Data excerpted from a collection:
- - -

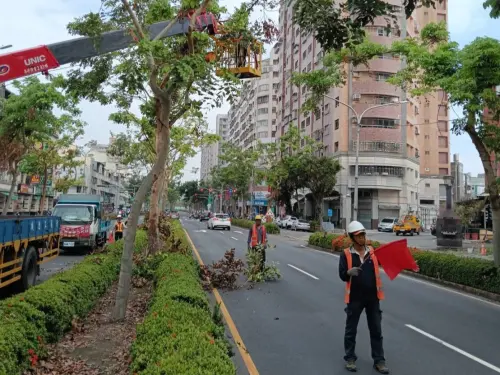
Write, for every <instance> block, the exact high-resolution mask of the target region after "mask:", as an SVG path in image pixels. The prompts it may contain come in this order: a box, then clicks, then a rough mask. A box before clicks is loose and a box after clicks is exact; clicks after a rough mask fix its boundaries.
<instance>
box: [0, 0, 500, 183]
mask: <svg viewBox="0 0 500 375" xmlns="http://www.w3.org/2000/svg"><path fill="white" fill-rule="evenodd" d="M100 2H101V1H100V0H51V1H40V0H18V1H13V2H6V1H5V2H4V4H2V15H3V17H2V20H1V22H0V46H2V45H12V46H13V47H12V48H10V49H9V51H14V50H21V49H25V48H30V47H35V46H38V45H43V44H50V43H55V42H60V41H64V40H67V39H69V38H70V36H69V35H68V33H67V31H66V25H67V24H68V22H70V21H72V20H73V19H74V18H76V17H80V16H82V15H84V14H86V13H88V12H90V11H94V12H95V11H98V10H99V6H100ZM221 3H222V4H224V5H226V6H228V8H229V10H232V8H233V7H234V6H237V5H239V4H240V3H241V1H240V0H232V1H229V0H222V1H221ZM482 3H483V2H482V1H477V0H449V1H448V17H449V18H448V25H449V31H450V34H451V39H452V40H454V41H456V42H458V43H459V44H460V45H461V46H464V45H466V44H468V43H470V42H471V41H473V40H474V39H475V38H477V37H482V36H489V37H493V38H496V39H500V20H492V19H490V18H489V16H488V12H487V11H486V10H484V9H483V7H482V5H481V4H482ZM230 4H231V5H230ZM262 16H263V15H262V14H257V15H256V17H257V18H260V17H262ZM265 16H266V18H272V19H275V20H277V18H278V12H277V11H273V12H267V14H266V15H265ZM2 52H4V51H2ZM5 52H7V51H5ZM63 72H64V69H62V71H61V73H63ZM7 87H8V86H7ZM81 109H82V119H83V120H84V121H85V122H87V124H88V125H87V128H86V132H85V136H84V137H83V138H82V139H80V140H79V142H78V143H79V144H82V145H83V144H85V143H86V142H88V141H90V140H96V141H98V142H99V143H108V141H109V137H110V135H111V132H113V133H119V132H121V131H124V130H125V128H124V127H122V126H120V125H117V124H114V123H112V122H111V121H109V120H108V117H109V115H110V114H111V113H113V112H114V108H113V107H112V106H101V105H100V104H96V103H89V102H83V103H82V104H81ZM228 110H229V105H228V104H225V105H223V106H222V107H221V108H218V109H216V110H212V111H210V112H209V113H207V115H206V117H207V120H208V123H209V127H210V129H211V130H212V131H215V119H216V116H217V114H219V113H227V111H228ZM456 111H457V113H458V114H460V112H459V109H456ZM450 113H451V119H453V118H454V117H456V116H455V113H454V111H450ZM450 143H451V153H452V154H455V153H458V154H459V155H460V161H461V162H462V163H463V165H464V172H470V173H472V175H474V176H475V175H477V174H478V173H483V168H482V165H481V161H480V159H479V155H478V153H477V151H476V149H475V147H474V146H473V144H472V143H471V141H470V139H469V138H468V136H467V135H461V136H454V135H453V136H451V139H450ZM199 167H200V155H199V153H198V155H197V156H196V157H194V158H192V159H191V160H189V162H188V164H187V166H186V168H185V170H184V176H183V180H191V179H197V178H198V173H192V169H193V168H199Z"/></svg>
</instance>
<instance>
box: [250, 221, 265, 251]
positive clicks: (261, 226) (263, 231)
mask: <svg viewBox="0 0 500 375" xmlns="http://www.w3.org/2000/svg"><path fill="white" fill-rule="evenodd" d="M261 227H262V243H263V244H266V242H267V235H266V227H265V226H263V225H261ZM258 244H259V236H258V235H257V225H255V224H254V225H253V227H252V240H251V242H250V246H251V247H255V246H257V245H258Z"/></svg>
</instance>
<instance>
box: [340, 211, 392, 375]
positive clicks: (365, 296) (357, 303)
mask: <svg viewBox="0 0 500 375" xmlns="http://www.w3.org/2000/svg"><path fill="white" fill-rule="evenodd" d="M347 233H348V236H349V237H350V239H351V241H352V246H351V247H350V248H347V249H345V250H344V251H343V253H342V254H341V255H340V260H339V276H340V278H341V279H342V281H344V282H345V296H344V302H345V303H346V308H345V312H346V314H347V319H346V327H345V334H344V349H345V356H344V360H345V361H346V364H345V367H346V369H347V370H348V371H351V372H356V371H357V367H356V360H357V357H356V353H355V349H356V334H357V331H358V323H359V318H360V316H361V313H362V312H363V310H365V311H366V317H367V321H368V329H369V330H370V343H371V348H372V358H373V361H374V364H373V368H374V369H375V370H376V371H378V372H379V373H381V374H388V373H389V368H388V367H387V366H386V364H385V358H384V348H383V339H382V311H381V310H380V301H381V300H383V299H384V292H383V291H382V281H381V279H380V271H379V263H378V261H377V257H376V255H375V251H374V249H373V247H371V246H367V245H366V229H365V227H364V226H363V224H361V223H360V222H359V221H353V222H351V223H350V224H349V225H348V226H347Z"/></svg>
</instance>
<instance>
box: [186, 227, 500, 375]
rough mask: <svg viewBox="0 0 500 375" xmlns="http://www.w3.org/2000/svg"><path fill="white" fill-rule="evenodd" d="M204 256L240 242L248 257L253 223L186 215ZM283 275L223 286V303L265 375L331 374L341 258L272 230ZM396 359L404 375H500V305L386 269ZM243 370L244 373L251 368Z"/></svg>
mask: <svg viewBox="0 0 500 375" xmlns="http://www.w3.org/2000/svg"><path fill="white" fill-rule="evenodd" d="M182 221H183V223H184V226H185V227H186V229H187V230H188V232H189V235H190V236H191V238H192V240H193V242H194V244H195V246H196V247H197V249H198V251H199V252H200V255H201V257H202V259H203V260H204V262H205V263H206V264H209V263H211V262H212V261H216V260H219V259H221V258H222V256H223V254H224V251H225V250H227V249H230V248H233V247H234V248H236V253H237V256H238V257H240V258H243V259H244V254H245V250H246V247H247V245H246V239H247V230H245V229H240V228H236V227H233V228H232V230H231V231H230V232H229V231H221V230H215V231H212V230H207V229H206V223H200V222H199V221H194V220H188V219H185V218H183V219H182ZM269 237H270V238H269V241H270V242H271V243H272V244H275V245H276V246H277V248H276V249H273V250H270V251H269V252H268V261H273V262H276V263H277V265H278V267H279V269H280V271H281V274H282V279H281V280H279V281H277V282H271V283H267V284H258V285H257V286H256V287H254V288H253V289H252V288H247V287H243V288H241V289H239V290H236V291H231V292H225V293H223V299H224V302H225V304H226V306H227V308H228V310H229V313H230V314H231V316H232V318H233V320H234V322H235V324H236V327H237V328H238V330H239V333H240V335H241V336H242V340H243V342H244V344H245V345H246V347H247V349H248V351H249V353H250V355H251V357H252V359H253V361H254V362H255V365H256V366H257V369H258V370H259V373H260V374H261V375H309V374H314V375H332V374H344V373H347V372H346V370H345V369H344V368H343V366H344V362H343V354H344V350H343V334H344V322H345V312H344V307H345V306H344V303H343V298H344V284H343V283H342V282H341V281H340V279H339V277H338V257H337V256H336V255H333V254H328V253H324V252H320V251H316V250H312V249H309V248H306V245H305V244H304V242H303V241H302V240H300V239H299V240H297V239H293V238H287V237H285V236H283V235H281V236H272V235H271V236H269ZM383 282H384V287H385V295H386V300H385V301H383V302H382V310H383V334H384V346H385V354H386V358H387V364H388V365H389V367H390V368H391V373H392V374H400V375H430V374H440V375H493V374H500V355H499V354H498V353H499V352H500V343H499V341H498V340H499V333H500V319H499V316H500V306H499V305H497V304H494V303H491V302H488V301H484V300H482V299H479V298H477V297H473V296H469V295H466V294H462V293H459V292H456V291H451V290H448V289H445V288H443V287H440V286H437V285H434V284H430V283H427V282H424V281H421V280H418V279H414V278H410V277H407V276H399V277H398V278H397V279H396V280H394V281H389V280H388V278H387V277H386V276H385V275H383ZM365 321H366V320H365V319H364V318H363V319H362V320H361V321H360V325H359V332H358V340H357V342H358V345H357V355H358V357H359V359H358V367H359V369H358V372H359V373H361V374H376V372H375V370H373V369H372V360H371V356H370V346H369V335H368V328H367V325H366V323H365ZM246 373H247V372H246V371H242V372H241V374H246Z"/></svg>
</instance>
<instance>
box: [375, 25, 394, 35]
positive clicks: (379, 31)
mask: <svg viewBox="0 0 500 375" xmlns="http://www.w3.org/2000/svg"><path fill="white" fill-rule="evenodd" d="M391 34H392V32H391V29H388V28H387V27H379V28H377V35H378V36H391Z"/></svg>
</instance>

- - -

EXERCISE DETAILS: Reproduce the data word for word from its beginning through the line holding "box: [0, 0, 500, 183]", inclusive, and omit the pictures from your answer.

RESPONSE TO THE EXERCISE:
Write, for every <instance> block, the exact high-resolution mask of the target region after "mask:", as an SVG path in image pixels. The prompts it may contain come in this order: a box, then clicks, then a rough mask. A box before clicks is loose and a box after clicks is exact; clicks after a rough mask fix its boundaries.
<instance>
box: [0, 0, 500, 183]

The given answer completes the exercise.